**Task input:**
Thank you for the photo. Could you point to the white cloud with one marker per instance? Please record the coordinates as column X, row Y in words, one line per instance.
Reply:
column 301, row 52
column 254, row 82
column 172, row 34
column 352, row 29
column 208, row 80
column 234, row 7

**Exercise:**
All of the entries above need to be output again exactly.

**Output of the task:**
Thank you for the photo. Could you point to the white cloud with one marker per instance? Please record the coordinates as column X, row Y in words, one line per instance.
Reply:
column 301, row 52
column 254, row 82
column 172, row 34
column 352, row 29
column 208, row 80
column 234, row 7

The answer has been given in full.